▸ EXCERPTED TEXT:
○ ○ ○ ○ ○ ○ ○
They can't even predict 6 months ahead.
==================================================
==========
Wet winter forecast has come up dry
Federal weather officials who predicted a rainy El Niño pattern now see only minimal potential. L.A. precipitation total could be a record low.
By Hector Becerra, Times Staff Writer
February 2, 2007
The National Oceanic and Atmospheric Administration on Thursday dramatically downgraded its forecast for a winter of warm El Niño rains, the latest twist in a year of weird weather across Southern California.
Federal weather officials had been saying for months that the region would have a wet winter, but the Southland hasn't recorded significant rain since May.
NOAA said the latest weather and ocean temperature data now show that El Niño will have "minimal effects" across California and the rest of North America, following the lead of other forecasters, who in recent weeks said El Niño was fizzling.
○ ○ ○ ○ ○ ○ ○
▸ ENTRIES SHOWN:
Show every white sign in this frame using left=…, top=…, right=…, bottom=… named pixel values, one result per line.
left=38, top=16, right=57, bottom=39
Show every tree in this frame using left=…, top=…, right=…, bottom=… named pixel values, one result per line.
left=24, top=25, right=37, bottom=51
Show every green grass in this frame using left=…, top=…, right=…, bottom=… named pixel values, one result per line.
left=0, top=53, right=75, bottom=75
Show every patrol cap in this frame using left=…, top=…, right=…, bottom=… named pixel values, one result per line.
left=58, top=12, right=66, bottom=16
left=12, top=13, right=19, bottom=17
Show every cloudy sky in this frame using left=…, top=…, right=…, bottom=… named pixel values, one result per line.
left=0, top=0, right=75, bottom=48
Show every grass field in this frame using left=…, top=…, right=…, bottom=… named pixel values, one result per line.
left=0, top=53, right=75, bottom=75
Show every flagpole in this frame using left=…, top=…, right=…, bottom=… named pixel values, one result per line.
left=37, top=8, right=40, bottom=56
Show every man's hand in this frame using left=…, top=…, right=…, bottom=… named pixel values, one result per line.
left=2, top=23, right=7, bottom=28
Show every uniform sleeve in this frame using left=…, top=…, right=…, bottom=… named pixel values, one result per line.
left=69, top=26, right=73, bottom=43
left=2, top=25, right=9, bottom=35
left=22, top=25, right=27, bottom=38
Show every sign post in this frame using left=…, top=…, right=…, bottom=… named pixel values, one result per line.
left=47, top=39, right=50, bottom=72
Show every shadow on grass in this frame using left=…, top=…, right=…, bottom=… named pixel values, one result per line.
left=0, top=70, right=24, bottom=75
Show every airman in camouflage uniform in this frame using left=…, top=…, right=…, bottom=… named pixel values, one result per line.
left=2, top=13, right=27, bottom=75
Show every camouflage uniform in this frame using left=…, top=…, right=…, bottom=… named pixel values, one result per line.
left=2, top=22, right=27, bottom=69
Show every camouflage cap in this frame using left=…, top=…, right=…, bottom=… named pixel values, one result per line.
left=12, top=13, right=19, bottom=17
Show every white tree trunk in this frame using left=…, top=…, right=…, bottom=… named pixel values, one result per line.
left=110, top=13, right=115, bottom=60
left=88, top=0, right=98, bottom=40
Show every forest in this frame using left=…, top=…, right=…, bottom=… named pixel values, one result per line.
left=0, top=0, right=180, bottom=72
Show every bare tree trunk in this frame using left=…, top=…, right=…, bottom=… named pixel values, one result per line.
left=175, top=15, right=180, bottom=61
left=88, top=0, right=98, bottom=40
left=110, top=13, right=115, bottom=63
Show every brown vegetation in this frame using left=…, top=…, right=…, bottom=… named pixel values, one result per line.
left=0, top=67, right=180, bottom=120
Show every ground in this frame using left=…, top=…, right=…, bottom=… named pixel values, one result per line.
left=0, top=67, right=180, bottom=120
○ ○ ○ ○ ○ ○ ○
In the article on the downgraded winter forecast, since when has the Southland gone without significant rain?

▸ SOLUTION TO THE PROBLEM:
Since May.